> PROVIDED INFORMATION:

○ ○ ○ ○ ○ ○ ○

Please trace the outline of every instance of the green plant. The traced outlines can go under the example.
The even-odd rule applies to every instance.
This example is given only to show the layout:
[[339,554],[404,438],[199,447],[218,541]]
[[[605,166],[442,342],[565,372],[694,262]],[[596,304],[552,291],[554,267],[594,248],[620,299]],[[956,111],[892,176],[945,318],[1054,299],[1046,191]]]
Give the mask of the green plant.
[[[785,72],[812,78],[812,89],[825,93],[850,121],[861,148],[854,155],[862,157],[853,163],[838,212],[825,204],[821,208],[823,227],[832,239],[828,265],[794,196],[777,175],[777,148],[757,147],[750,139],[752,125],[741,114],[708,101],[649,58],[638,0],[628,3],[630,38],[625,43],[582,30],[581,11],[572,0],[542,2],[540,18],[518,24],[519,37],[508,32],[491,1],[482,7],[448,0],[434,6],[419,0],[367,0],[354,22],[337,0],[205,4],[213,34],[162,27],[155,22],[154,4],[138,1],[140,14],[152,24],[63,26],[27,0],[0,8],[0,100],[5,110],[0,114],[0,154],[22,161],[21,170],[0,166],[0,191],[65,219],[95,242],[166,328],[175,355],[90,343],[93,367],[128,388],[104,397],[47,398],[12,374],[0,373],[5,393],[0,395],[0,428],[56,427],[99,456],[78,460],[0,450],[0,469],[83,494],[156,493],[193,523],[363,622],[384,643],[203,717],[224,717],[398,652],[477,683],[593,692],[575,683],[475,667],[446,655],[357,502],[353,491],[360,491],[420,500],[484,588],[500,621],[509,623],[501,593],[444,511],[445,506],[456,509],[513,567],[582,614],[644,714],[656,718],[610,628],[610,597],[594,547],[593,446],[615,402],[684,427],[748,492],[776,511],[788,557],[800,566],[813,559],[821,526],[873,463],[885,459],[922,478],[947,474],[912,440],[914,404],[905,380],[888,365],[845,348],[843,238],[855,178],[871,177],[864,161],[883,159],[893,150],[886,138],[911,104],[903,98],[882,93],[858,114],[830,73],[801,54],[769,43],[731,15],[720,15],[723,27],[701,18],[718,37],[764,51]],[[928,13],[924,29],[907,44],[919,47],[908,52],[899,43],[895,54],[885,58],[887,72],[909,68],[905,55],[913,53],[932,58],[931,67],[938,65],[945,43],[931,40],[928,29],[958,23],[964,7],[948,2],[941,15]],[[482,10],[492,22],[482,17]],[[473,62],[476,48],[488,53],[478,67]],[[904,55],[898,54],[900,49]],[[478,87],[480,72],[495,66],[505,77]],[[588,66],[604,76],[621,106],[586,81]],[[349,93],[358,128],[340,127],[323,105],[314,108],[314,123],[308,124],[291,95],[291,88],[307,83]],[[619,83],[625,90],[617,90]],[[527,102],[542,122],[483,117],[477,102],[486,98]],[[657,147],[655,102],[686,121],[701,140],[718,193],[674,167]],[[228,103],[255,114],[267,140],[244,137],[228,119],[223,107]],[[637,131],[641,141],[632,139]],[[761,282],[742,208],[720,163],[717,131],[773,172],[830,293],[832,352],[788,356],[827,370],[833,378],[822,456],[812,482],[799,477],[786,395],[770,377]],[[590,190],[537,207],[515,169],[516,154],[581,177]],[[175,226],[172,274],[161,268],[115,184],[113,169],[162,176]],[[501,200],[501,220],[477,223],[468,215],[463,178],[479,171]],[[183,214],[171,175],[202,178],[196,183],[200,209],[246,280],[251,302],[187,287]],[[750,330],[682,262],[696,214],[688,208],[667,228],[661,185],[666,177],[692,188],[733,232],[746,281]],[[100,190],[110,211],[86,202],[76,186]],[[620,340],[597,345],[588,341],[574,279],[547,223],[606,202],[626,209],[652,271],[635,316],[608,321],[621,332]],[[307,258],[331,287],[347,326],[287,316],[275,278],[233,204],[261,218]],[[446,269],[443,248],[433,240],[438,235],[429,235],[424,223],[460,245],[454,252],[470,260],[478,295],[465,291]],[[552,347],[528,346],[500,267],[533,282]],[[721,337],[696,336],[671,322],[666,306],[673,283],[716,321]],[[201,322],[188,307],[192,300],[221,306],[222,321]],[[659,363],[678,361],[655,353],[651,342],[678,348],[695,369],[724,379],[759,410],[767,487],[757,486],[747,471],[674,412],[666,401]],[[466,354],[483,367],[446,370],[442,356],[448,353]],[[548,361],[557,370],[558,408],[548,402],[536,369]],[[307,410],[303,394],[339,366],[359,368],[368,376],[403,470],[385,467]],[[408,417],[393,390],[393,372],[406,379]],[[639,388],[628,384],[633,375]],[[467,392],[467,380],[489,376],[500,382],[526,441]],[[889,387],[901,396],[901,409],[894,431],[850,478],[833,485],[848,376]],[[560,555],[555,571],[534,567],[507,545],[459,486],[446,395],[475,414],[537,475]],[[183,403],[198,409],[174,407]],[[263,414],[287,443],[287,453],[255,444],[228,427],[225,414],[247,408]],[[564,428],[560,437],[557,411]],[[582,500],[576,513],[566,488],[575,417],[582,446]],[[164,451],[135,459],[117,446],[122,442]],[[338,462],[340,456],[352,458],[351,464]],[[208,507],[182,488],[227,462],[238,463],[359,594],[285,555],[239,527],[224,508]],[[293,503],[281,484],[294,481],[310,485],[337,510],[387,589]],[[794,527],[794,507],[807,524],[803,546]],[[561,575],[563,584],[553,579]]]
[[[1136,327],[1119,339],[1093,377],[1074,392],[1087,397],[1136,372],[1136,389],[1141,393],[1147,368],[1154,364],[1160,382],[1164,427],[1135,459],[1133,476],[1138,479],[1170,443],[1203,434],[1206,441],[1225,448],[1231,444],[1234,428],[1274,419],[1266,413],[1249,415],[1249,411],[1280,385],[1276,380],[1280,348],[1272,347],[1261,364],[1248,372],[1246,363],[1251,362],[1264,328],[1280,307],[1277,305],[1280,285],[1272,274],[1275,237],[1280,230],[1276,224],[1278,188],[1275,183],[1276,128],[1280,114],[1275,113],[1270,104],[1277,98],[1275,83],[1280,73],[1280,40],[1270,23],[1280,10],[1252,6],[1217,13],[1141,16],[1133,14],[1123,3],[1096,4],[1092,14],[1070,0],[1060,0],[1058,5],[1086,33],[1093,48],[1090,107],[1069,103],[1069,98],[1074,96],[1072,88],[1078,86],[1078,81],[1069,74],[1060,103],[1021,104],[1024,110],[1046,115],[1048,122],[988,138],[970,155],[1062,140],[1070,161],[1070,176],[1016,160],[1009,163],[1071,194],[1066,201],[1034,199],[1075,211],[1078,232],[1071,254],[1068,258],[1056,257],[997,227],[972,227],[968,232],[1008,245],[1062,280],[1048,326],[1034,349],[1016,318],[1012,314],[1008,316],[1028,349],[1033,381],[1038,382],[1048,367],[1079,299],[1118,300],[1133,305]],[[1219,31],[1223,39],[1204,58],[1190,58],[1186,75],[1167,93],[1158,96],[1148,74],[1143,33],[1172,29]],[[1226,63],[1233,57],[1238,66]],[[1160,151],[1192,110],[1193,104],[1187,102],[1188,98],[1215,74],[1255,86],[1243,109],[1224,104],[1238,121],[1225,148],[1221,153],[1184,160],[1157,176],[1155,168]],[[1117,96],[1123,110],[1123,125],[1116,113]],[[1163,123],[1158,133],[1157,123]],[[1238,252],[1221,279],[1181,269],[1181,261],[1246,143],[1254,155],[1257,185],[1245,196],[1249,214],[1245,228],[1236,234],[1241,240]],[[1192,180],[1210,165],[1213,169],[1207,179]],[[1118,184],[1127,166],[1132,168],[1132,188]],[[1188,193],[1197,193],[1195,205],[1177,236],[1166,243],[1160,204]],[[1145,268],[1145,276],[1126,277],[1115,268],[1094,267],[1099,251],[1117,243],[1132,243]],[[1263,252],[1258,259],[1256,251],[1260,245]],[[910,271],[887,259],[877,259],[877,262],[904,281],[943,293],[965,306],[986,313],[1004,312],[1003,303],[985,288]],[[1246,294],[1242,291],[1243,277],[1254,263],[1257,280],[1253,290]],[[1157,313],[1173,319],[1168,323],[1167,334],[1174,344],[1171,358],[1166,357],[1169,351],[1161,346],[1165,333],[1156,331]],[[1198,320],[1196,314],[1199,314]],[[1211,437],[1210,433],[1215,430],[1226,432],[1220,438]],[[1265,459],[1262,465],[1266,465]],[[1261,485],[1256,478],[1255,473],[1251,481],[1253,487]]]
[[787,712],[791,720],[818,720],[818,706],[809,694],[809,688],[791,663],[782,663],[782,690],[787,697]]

○ ○ ○ ○ ○ ○ ○

> EXERCISE AIM:
Nothing but a number, please, for how many lines of the data hold "every".

> ANSWER BOX:
2